▶ [AIM] In the items below, rename "practice step" to "warm-up round" wherever it occurs, and reproduce everything else unchanged.

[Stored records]
○ ○ ○ ○ ○ ○ ○

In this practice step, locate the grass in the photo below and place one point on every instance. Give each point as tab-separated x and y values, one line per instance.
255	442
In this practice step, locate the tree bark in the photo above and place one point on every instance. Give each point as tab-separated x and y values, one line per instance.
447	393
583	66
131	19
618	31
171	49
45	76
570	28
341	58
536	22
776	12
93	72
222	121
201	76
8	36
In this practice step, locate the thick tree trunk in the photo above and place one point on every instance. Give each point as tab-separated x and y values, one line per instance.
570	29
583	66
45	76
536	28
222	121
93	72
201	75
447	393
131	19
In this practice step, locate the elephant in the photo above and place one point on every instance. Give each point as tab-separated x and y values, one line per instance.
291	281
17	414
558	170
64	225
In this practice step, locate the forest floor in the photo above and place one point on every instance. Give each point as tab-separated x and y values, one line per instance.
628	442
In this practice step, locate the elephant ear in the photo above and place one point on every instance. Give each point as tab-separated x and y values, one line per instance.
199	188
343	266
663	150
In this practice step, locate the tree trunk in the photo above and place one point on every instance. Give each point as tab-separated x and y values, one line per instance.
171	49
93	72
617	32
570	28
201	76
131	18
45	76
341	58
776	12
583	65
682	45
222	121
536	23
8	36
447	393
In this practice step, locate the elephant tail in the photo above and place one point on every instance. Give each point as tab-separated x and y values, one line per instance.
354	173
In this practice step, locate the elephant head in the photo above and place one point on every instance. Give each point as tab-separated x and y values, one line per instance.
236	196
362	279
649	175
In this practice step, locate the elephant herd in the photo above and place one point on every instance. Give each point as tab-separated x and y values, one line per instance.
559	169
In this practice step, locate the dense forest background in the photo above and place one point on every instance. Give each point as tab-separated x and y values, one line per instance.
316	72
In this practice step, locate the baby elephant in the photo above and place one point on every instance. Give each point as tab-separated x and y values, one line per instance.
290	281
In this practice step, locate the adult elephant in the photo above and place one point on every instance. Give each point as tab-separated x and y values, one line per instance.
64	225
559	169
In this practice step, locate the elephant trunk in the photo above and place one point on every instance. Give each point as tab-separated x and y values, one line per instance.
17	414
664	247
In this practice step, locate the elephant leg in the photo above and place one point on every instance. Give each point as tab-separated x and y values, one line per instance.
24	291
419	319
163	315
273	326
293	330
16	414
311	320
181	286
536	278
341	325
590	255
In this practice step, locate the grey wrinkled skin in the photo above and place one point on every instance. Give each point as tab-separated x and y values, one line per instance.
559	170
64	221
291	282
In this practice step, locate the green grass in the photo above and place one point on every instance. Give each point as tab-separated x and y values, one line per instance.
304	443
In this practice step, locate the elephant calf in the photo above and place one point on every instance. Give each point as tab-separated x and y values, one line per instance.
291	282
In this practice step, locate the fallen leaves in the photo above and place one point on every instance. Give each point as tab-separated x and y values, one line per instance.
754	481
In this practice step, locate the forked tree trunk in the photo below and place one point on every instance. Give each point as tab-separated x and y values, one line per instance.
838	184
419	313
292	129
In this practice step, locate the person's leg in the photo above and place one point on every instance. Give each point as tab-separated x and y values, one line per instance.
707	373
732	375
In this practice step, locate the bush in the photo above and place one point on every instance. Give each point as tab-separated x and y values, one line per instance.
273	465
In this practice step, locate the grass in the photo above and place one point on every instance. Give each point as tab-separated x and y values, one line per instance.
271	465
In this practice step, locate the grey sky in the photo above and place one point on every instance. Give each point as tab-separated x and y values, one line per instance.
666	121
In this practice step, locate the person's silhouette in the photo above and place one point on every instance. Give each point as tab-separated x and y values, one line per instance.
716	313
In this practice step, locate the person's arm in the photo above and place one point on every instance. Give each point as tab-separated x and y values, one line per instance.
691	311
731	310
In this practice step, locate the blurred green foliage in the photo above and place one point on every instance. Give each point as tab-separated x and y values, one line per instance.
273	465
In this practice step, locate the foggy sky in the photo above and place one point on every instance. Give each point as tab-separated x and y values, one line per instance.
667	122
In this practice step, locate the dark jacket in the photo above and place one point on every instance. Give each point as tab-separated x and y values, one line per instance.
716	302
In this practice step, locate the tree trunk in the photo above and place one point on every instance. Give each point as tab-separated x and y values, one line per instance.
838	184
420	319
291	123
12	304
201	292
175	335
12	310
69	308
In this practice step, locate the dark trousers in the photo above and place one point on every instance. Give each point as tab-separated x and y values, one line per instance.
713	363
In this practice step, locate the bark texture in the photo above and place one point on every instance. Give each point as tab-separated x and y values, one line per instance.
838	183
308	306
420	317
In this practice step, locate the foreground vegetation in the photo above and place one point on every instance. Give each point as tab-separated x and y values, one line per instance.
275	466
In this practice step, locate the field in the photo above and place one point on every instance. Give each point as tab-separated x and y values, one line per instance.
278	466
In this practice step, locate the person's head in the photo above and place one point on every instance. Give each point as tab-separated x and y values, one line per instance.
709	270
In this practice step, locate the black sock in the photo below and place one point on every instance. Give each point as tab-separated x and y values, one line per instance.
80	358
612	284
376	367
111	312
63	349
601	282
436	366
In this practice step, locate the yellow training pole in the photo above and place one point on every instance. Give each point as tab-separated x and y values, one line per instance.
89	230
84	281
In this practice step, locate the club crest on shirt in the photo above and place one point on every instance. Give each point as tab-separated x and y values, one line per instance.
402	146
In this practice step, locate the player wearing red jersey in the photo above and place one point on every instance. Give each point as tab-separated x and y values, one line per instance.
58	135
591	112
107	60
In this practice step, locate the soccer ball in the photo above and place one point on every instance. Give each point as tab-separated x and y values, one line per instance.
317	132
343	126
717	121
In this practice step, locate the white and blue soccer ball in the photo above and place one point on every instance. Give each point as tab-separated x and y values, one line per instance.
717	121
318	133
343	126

○ ○ ○ ○ ○ ○ ○

▶ [RIGHT ANSWER]
In this warm-up round, locate the grass in the photo below and place one point on every instance. Give each point as tab-separated x and y values, one line per instance.
255	442
In this warm-up round, locate the tree bark in the photo above and place one point on every instance. Give each point as tab-separated x and y values, one line per instance.
447	393
583	66
131	19
618	31
171	49
45	76
570	28
341	58
536	22
776	12
93	72
222	121
201	76
8	36
In this warm-up round, locate the thick tree trunk in the photo above and place one point on every instance. Give each point as tab-separated x and y values, one line per instance.
570	29
583	66
45	76
536	28
222	121
93	72
201	75
447	393
131	19
In this warm-up round, locate the elephant in the photo above and place one point on every instance. Give each point as tab-separated x and y values, one line per instance.
291	281
17	414
558	170
64	225
In this warm-up round, locate the forest floor in the photo above and place one point on every instance. Give each point as tab-separated x and y values, one line per instance.
628	442
In this warm-up round, locate the elephant ear in the photo above and place one point on every instance. Give each point as tab-separated x and y values, one line per instance.
199	188
343	266
663	150
In this warm-up round, locate the tree trunk in the photo above and place one point on every instance. Give each point as tab-separated x and y values, one line per instance.
171	49
93	72
617	32
570	28
201	76
131	18
45	76
341	58
776	12
583	65
682	45
222	121
536	23
8	36
447	393
In this warm-up round, locate the elephant tail in the photo above and place one point on every instance. Give each point as tab-separated x and y values, one line per instance.
354	173
In this warm-up round, locate the elephant head in the photo above and place one point on every instance. Give each point as tab-separated x and y values, one line per instance.
236	196
362	279
649	175
In this warm-up round, locate the elephant herd in the photo above and place one point on every instance. Give each point as tab-separated x and y values, one line per instance.
559	169
In this warm-up round, locate the dense forest background in the photo above and place one point on every instance. Give each point as tab-separated x and y values, one line per instance.
316	72
In this warm-up round, locate the baby elephant in the photo above and place one point on every instance. Give each point as tab-separated x and y values, one line per instance.
290	281
In this warm-up round, locate the adult elephant in the photo above and place one point on every instance. Give each point as tab-separated x and y values, one line per instance.
64	225
559	169
In this warm-up round, locate the elephant trunk in the photo above and place one point on every instance. Give each point as tab-separated x and y values, one line per instance.
17	414
664	247
In this warm-up round, locate the elephant leg in the photo above and place one point on every instance. Give each point as tab-separated x and y values, one line per instance.
24	291
419	319
163	315
273	326
293	330
16	414
311	320
181	286
536	278
341	325
590	255
In this warm-up round, locate the grey wrinkled skin in the photo above and place one point on every instance. Give each point as tab-separated x and y values, one line per instance.
559	170
64	221
291	282
In this warm-up round, locate the green grass in the photo above and place one point on every instance. Give each point as tab-separated x and y values, one line per instance.
304	443
In this warm-up round, locate the elephant calf in the photo above and place one point on every instance. Give each point as tab-separated x and y values, one line per instance.
291	282
In this warm-up round, locate the fallen leaves in the photo above and place one point on every instance. Give each point as tab-separated x and y values, one line per instance.
754	481
In this warm-up round, locate the forked tree trunk in the photo below and place one point on every instance. Give each point as tab-separated x and y values, one line per instance.
838	184
419	313
292	129
In this warm-up round, locate the person's leg in the photo above and place one point on every instance. Give each point as tab-separated x and y values, one line per instance.
707	373
732	375
In this warm-up round, locate the bush in the photo above and place one point on every instance. Give each point as tab-separated x and y values, one line per instance.
273	465
In this warm-up round, locate the grass in the photo above and place one point on every instance. Give each point as tab-separated x and y values, one line per instance.
271	465
In this warm-up round, locate the grey sky in the photo above and place one point on every instance. Give each point as tab-separated x and y values, one line per instance.
666	121
In this warm-up round, locate the person's silhouette in the photo above and place one point on every instance. Give each point as tab-separated x and y values, one line per instance.
716	313
In this warm-up round, locate the person's arm in the photo above and place one point on every instance. Give each point as tab-separated x and y values, one line per instance.
691	311
731	310
In this warm-up round, locate the blurred green foliage in the photo above and place one point on every instance. Give each point as tab-separated x and y values, one line per instance.
273	465
In this warm-up round, locate the foggy sky in the photo above and place one point on every instance. Give each point as tab-separated x and y values, one line per instance.
667	122
In this warm-up round, locate the dark jacket in the photo above and place one point on every instance. Give each point as tab-separated x and y values, one line per instance.
716	302
In this warm-up round, locate the tree trunk in the photo above and place one point on every instance. Give each point as tab-separated x and y values, one line per instance.
838	184
420	319
291	123
12	304
201	292
175	335
12	310
69	308
In this warm-up round, locate the dark trousers in the photo above and place one point on every instance. Give each point as tab-separated x and y values, one line per instance.
713	363
In this warm-up round, locate the bark texture in the photo above and place one point on every instance. Give each point as tab-separated x and y values, one line per instance.
838	183
308	306
420	317
In this warm-up round, locate the foreground vegetation in the photo above and place one point on every instance. Give each point as tab-separated x and y values, one line per instance.
275	466
In this warm-up round, locate the field in the photo above and place one point on every instance. Give each point as tab-separated x and y values, one line per instance.
278	466
In this warm-up round, locate the person's head in the photo above and place one point on every instance. Give each point as tab-separated x and y values, one line per instance.
709	270
In this warm-up round, locate the black sock in the photo below and place one point on every instance. Give each point as tab-separated x and y values, one line per instance.
80	358
612	284
376	367
111	312
63	349
601	282
436	366
In this warm-up round, locate the yellow training pole in the photo above and place one point on every instance. Give each point as tab-separated x and y values, one line per instance.
89	230
84	281
In this warm-up round, locate the club crest on shirt in the photo above and place one point on every instance. Give each point as tab-separated x and y values, one line per instance.
402	146
In this warm-up round, locate the player wearing red jersey in the photo above and place one point on every instance. Give each point as tab-separated x and y values, one line per instance.
58	135
591	112
107	60
In this warm-up round, locate the soccer ball in the photo above and place one point on every instance. Give each point as tab-separated x and y values, one line per instance.
317	132
343	126
717	121
In this warm-up round, locate the white and blue soccer ball in the photo above and place one point on every instance. Give each point as tab-separated x and y values, one line per instance.
717	121
318	133
343	126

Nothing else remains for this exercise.